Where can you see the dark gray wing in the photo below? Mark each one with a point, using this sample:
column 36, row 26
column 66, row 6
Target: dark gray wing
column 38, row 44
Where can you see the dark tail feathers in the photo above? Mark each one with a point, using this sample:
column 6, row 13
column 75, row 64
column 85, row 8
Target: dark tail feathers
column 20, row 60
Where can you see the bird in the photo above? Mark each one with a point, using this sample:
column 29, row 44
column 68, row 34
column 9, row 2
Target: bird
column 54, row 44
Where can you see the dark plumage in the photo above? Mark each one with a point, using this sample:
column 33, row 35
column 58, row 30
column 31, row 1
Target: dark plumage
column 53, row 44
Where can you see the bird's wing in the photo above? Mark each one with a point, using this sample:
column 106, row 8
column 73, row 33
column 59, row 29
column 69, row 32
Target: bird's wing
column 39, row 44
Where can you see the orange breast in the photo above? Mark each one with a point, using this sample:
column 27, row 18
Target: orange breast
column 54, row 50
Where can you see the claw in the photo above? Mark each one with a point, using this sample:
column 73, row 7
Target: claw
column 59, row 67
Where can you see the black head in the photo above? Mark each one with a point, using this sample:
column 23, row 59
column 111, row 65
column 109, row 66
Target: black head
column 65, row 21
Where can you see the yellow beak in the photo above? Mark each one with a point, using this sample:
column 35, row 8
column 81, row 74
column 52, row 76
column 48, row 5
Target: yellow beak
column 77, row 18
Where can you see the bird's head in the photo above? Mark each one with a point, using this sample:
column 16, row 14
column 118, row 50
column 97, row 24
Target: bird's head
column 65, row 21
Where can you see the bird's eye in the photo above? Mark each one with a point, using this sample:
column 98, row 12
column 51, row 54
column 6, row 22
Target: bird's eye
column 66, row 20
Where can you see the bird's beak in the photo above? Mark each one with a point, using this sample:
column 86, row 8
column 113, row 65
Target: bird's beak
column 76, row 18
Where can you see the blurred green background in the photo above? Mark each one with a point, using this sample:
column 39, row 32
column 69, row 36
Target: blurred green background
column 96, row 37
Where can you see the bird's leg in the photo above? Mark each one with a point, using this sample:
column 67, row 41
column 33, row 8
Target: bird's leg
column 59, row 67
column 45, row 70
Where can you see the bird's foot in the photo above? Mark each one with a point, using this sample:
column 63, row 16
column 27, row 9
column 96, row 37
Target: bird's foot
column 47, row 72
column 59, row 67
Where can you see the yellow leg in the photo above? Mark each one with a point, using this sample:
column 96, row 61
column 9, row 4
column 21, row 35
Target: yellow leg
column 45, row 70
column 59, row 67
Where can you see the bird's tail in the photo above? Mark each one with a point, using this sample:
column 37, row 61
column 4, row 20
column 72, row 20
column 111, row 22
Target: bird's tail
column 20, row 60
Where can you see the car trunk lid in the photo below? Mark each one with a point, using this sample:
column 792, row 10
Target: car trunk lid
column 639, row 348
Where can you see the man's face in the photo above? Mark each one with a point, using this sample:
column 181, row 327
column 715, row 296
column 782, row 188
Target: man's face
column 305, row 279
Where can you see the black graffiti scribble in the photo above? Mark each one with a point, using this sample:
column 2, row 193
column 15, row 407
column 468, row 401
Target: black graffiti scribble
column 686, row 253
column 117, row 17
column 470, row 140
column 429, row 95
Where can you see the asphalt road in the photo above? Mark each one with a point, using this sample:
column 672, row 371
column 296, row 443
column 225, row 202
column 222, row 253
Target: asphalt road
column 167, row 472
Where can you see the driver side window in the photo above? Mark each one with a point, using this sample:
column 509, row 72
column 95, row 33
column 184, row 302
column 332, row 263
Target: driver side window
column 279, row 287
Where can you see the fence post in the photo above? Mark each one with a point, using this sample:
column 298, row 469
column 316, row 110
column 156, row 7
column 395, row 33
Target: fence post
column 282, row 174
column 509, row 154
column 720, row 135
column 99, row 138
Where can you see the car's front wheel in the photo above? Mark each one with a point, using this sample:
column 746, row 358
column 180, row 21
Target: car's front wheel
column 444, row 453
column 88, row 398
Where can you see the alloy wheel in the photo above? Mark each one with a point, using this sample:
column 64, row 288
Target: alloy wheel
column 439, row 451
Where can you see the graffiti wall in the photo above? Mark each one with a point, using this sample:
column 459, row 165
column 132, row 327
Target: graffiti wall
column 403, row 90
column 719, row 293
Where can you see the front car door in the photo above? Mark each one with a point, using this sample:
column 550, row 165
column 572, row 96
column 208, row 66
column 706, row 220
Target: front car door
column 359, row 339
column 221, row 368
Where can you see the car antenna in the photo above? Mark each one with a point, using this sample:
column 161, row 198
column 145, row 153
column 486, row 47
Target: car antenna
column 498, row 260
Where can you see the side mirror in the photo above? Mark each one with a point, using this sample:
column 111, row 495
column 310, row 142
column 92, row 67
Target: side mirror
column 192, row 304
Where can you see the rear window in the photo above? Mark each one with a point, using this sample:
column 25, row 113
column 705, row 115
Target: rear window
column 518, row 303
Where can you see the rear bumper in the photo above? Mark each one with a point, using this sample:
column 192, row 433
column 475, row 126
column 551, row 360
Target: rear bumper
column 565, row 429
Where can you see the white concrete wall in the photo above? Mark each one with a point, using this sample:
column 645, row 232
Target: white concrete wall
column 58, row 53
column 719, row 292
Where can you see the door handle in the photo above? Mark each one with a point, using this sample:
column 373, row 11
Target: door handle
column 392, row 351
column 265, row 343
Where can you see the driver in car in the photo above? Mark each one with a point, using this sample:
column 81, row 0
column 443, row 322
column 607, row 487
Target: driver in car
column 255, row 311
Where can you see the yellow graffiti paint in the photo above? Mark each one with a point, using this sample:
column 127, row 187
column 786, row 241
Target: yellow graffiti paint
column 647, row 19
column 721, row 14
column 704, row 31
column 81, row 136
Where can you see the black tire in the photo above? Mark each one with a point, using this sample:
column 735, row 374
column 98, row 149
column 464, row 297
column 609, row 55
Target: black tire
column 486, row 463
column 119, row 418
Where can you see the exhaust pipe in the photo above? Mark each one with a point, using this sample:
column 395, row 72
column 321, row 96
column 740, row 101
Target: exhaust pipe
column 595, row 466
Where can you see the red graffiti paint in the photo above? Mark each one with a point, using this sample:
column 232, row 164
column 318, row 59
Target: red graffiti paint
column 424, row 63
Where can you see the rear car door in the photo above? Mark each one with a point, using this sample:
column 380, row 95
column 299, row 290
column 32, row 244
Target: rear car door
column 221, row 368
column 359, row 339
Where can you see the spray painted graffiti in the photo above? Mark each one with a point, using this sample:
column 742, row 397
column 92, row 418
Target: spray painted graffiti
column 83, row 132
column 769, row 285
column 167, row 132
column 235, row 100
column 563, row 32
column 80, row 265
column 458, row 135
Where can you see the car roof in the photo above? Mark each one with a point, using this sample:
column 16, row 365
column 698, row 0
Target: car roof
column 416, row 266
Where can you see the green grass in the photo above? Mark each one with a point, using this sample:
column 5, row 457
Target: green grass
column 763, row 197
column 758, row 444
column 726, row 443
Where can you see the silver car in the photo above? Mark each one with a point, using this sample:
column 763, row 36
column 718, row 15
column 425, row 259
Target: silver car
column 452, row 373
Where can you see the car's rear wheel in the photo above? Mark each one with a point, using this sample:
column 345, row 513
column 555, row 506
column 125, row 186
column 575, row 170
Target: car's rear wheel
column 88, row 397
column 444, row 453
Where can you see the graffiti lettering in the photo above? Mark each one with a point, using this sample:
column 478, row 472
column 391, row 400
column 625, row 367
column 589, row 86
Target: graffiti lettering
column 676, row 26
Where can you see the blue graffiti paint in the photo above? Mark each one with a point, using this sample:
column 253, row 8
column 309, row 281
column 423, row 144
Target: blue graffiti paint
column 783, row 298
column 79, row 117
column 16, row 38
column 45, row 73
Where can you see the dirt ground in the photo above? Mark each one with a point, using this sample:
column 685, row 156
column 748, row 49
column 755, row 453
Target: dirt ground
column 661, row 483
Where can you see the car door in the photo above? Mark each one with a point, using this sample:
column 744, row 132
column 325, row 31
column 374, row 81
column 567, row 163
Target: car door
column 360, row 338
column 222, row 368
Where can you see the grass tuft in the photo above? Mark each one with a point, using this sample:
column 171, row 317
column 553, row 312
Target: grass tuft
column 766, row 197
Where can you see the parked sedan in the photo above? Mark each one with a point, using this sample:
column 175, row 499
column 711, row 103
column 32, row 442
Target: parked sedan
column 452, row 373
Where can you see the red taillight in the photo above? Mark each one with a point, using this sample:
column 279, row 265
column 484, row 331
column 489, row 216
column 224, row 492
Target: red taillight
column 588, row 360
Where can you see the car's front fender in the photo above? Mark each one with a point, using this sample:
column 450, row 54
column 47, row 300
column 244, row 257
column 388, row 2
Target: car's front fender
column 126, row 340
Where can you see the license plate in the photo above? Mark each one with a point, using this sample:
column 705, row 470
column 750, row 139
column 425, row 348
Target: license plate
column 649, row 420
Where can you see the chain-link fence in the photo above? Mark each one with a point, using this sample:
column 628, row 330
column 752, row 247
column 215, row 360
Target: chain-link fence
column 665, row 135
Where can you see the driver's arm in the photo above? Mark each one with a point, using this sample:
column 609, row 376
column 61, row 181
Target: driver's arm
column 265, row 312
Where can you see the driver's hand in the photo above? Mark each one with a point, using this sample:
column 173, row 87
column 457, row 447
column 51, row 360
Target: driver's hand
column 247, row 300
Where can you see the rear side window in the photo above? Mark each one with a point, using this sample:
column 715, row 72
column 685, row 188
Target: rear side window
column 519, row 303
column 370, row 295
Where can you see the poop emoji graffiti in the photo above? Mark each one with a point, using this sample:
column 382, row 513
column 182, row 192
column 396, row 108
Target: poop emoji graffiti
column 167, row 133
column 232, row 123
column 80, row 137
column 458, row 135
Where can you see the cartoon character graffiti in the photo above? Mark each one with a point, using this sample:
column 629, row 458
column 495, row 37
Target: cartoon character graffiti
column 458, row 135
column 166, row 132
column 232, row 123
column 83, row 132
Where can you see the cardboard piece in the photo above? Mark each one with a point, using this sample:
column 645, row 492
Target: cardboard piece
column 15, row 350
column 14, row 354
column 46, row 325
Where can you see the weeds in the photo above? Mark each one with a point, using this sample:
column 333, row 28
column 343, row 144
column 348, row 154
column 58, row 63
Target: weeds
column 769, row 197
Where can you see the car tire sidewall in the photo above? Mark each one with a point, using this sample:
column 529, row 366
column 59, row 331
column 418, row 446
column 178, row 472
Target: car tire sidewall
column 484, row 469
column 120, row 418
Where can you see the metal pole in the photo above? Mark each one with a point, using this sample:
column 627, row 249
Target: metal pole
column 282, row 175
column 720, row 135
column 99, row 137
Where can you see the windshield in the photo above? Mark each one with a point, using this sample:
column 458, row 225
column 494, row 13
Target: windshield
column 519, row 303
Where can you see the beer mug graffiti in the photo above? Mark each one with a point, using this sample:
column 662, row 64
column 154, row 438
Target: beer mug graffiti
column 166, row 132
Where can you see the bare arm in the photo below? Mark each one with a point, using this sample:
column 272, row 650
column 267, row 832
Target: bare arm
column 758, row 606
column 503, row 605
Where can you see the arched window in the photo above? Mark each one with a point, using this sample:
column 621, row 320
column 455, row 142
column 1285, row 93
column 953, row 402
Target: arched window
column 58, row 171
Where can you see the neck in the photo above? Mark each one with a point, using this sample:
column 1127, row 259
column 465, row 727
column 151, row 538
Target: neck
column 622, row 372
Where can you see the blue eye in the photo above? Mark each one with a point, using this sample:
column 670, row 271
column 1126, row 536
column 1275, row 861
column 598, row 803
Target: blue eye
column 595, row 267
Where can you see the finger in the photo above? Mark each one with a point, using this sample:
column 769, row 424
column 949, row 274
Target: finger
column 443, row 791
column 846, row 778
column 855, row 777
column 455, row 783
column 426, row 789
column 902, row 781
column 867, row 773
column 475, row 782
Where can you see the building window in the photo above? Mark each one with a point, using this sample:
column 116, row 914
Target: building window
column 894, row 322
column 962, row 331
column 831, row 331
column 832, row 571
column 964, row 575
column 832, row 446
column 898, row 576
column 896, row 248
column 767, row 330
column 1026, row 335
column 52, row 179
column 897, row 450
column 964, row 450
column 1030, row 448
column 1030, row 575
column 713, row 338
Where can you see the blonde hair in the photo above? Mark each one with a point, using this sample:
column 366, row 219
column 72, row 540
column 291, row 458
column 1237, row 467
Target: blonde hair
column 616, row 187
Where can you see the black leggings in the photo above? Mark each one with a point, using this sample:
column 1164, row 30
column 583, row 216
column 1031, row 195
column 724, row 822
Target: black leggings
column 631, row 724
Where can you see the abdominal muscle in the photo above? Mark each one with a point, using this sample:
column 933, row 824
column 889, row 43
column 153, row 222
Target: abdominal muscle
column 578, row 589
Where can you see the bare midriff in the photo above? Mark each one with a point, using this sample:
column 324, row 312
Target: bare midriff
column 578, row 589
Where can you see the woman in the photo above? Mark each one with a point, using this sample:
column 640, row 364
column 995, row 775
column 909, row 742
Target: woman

_TASK STATEMENT_.
Set down, word for word, each line from the top of the records above through the line with "column 68, row 34".

_REPLY_.
Where can you see the dark gray wing in the photo below? Mark each one with a point, using this sample:
column 36, row 26
column 66, row 6
Target: dark gray wing
column 38, row 44
Where can you see the dark tail feathers in the photo above? Mark each one with a point, using this sample:
column 6, row 13
column 75, row 64
column 85, row 8
Target: dark tail feathers
column 20, row 60
Where can you see the bird in the photo above? Mark each one with a point, using this sample:
column 29, row 44
column 68, row 34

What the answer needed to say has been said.